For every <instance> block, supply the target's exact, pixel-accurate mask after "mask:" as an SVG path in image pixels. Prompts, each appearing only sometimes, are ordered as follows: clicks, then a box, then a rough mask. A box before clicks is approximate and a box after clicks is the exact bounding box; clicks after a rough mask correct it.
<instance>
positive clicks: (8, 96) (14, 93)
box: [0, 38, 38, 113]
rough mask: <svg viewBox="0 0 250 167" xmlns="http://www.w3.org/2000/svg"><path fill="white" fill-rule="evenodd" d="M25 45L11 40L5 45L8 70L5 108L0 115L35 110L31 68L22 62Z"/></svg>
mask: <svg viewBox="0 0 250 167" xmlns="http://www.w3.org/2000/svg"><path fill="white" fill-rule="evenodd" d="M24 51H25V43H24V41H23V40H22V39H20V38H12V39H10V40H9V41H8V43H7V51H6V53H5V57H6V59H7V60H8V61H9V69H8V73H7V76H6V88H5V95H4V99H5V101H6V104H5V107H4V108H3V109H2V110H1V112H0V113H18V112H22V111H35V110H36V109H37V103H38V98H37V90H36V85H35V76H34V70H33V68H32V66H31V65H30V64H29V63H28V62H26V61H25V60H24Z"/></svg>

◇ ◇ ◇ ◇ ◇

▶ [What you need to do] Return only the lines of the records in which the string "instance" appears.

▶ [Reply]
For every <instance> block, supply the target's exact, pixel-accurate mask after "mask:" as an SVG path in image pixels. Prompts, each appearing only sometimes, are ordered as follows: clicks, then a box, then a rough mask. A box before clicks is approximate and a box after clicks is the exact bounding box; clicks after a rough mask correct it.
<instance>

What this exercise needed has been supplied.